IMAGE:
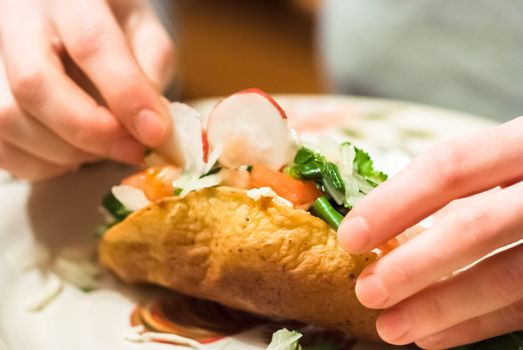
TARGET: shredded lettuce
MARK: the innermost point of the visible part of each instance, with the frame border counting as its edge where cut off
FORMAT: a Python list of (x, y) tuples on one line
[(285, 340), (344, 173)]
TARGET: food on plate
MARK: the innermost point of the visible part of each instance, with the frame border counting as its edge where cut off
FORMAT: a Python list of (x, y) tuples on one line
[(234, 208)]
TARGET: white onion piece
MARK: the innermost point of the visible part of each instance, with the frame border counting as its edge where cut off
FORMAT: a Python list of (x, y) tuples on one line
[(184, 146), (214, 155), (252, 129), (257, 193), (131, 197), (189, 182)]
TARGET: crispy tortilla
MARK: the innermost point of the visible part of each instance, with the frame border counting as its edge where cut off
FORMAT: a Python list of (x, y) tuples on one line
[(257, 256)]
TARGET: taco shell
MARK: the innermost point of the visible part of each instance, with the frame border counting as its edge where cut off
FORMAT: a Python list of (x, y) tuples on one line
[(258, 256)]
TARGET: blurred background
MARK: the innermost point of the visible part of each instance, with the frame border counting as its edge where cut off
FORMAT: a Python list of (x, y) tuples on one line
[(229, 45), (426, 51)]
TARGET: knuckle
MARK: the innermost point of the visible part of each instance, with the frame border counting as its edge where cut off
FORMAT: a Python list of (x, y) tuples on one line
[(85, 135), (404, 273), (502, 282), (474, 225), (432, 308), (513, 313), (7, 117), (26, 83), (87, 42), (445, 164)]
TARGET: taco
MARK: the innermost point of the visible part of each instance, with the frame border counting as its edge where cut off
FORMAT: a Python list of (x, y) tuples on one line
[(240, 212)]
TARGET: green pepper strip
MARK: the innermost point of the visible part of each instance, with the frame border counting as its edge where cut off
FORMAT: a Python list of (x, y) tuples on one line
[(324, 210)]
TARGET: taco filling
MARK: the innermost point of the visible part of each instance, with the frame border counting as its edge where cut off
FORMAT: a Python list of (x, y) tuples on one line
[(234, 208)]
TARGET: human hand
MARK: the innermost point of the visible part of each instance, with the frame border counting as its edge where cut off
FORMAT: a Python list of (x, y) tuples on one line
[(423, 301), (79, 81)]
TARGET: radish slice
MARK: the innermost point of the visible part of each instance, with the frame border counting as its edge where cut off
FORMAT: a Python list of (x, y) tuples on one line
[(185, 146), (252, 129), (131, 197)]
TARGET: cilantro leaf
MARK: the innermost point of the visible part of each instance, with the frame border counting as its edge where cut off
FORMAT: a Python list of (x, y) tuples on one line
[(364, 166)]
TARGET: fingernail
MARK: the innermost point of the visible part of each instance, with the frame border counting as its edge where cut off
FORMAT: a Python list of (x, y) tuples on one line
[(150, 127), (127, 150), (353, 234), (371, 291), (393, 326)]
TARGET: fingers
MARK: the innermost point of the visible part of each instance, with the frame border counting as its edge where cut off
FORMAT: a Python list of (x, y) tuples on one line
[(95, 42), (462, 237), (25, 166), (152, 47), (506, 320), (452, 170), (41, 89), (491, 285)]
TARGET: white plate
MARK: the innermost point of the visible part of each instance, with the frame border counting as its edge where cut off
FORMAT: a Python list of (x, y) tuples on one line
[(63, 213)]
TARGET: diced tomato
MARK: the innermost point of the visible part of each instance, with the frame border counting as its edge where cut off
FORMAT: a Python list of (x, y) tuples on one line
[(156, 181), (296, 191)]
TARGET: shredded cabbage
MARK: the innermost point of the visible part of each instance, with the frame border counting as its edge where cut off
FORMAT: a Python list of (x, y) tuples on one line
[(285, 340)]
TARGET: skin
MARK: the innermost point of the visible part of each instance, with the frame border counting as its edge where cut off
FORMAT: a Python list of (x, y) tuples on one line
[(424, 301), (80, 81)]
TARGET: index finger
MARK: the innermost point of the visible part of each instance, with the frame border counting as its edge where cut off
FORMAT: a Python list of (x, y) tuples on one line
[(94, 40), (449, 171)]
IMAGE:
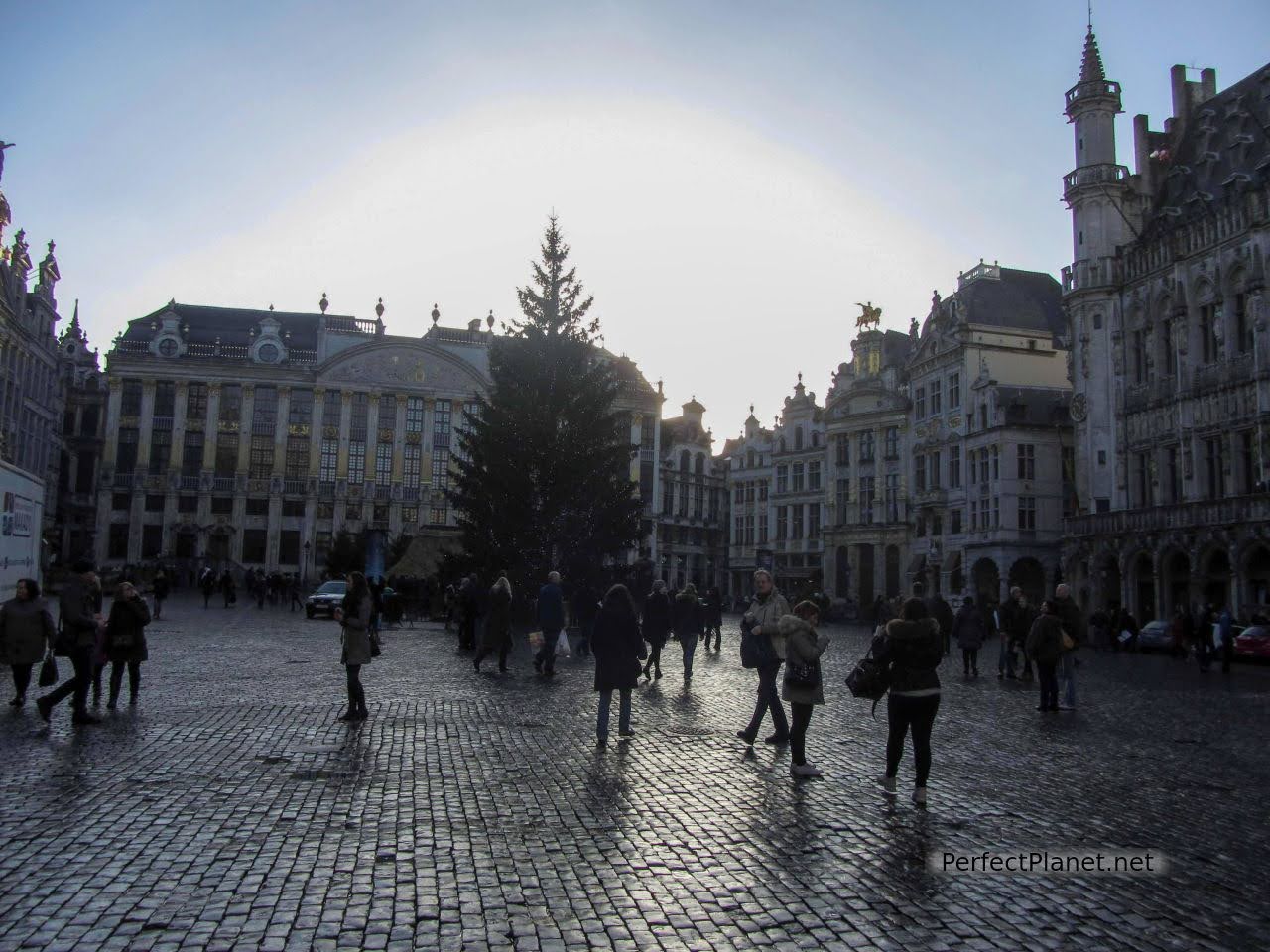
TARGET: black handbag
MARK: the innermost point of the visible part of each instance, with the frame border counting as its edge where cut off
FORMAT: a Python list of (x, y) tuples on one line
[(49, 671), (803, 675)]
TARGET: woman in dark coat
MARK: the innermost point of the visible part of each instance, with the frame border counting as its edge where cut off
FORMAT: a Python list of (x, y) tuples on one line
[(126, 642), (970, 631), (354, 635), (26, 634), (498, 625), (1046, 648), (689, 620), (619, 648), (657, 625)]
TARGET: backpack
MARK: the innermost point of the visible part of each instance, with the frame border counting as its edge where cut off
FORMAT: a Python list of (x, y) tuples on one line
[(756, 649), (869, 679)]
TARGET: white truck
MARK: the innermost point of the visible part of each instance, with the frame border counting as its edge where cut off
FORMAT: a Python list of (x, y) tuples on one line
[(22, 511)]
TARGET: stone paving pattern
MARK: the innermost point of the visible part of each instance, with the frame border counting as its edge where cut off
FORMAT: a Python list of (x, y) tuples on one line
[(232, 811)]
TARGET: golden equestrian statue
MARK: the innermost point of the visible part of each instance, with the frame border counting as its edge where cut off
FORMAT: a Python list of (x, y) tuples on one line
[(869, 315)]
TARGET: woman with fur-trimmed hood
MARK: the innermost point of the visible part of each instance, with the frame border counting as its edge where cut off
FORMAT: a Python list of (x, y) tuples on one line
[(803, 685)]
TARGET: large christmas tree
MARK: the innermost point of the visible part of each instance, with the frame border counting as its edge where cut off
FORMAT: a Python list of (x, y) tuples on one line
[(544, 471)]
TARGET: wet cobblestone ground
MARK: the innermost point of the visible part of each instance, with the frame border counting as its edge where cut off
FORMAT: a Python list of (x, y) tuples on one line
[(231, 810)]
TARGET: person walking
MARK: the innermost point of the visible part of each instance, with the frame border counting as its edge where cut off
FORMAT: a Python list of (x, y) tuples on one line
[(1016, 619), (1074, 624), (1224, 624), (1046, 648), (498, 625), (354, 619), (27, 635), (970, 631), (126, 642), (762, 621), (550, 617), (162, 587), (657, 625), (912, 647), (619, 649), (714, 617), (585, 608), (803, 685), (688, 620), (80, 624)]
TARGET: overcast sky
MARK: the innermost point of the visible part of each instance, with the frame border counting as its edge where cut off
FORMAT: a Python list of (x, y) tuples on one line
[(731, 176)]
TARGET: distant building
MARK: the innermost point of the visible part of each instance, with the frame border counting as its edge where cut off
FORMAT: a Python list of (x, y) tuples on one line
[(252, 438), (1170, 353), (691, 527), (989, 436), (31, 397), (867, 530), (82, 385)]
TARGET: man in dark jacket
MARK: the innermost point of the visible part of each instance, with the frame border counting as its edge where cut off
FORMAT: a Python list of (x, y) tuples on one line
[(550, 617), (1016, 619), (79, 625), (1074, 624), (943, 613)]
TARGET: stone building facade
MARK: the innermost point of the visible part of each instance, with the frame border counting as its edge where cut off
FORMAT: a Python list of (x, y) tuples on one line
[(31, 397), (693, 525), (988, 436), (84, 388), (252, 438), (866, 495), (1170, 348)]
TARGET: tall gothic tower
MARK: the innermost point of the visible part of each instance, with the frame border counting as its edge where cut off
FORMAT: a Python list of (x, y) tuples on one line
[(1096, 191)]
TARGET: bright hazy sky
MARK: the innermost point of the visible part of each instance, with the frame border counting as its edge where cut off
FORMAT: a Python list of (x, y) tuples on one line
[(731, 177)]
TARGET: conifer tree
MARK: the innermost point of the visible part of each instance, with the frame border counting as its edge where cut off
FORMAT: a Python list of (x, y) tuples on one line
[(544, 472)]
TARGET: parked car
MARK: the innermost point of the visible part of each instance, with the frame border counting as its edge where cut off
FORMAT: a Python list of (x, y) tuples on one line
[(1155, 636), (1254, 642), (326, 598)]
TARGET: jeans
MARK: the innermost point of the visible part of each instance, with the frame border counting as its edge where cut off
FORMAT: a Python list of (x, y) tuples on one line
[(970, 658), (117, 679), (769, 699), (654, 657), (1067, 674), (81, 658), (22, 678), (624, 712), (802, 717), (356, 693), (1048, 678), (1006, 657), (502, 655), (690, 645), (545, 657), (916, 715)]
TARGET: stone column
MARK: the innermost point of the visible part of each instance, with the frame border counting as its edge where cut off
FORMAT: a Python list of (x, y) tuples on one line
[(211, 429), (281, 431), (345, 426), (111, 445), (148, 421), (245, 438), (316, 435)]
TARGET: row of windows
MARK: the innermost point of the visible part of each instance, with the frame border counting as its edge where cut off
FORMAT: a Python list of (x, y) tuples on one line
[(929, 398)]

════════════════

WRITTEN REQUEST
Write out the entries word for word, from their start through the line holding "[(285, 340), (344, 173)]", both ends included. Leave the pictures out of your copy.

RESULT OF THIS EXERCISE
IMAGE:
TARGET: shredded lettuce
MARK: the innermost point of the visible part of each instance, with the frame border counting as its edge where cut off
FORMAT: a Python list of (x, y) tuples on one line
[(285, 340), (344, 173)]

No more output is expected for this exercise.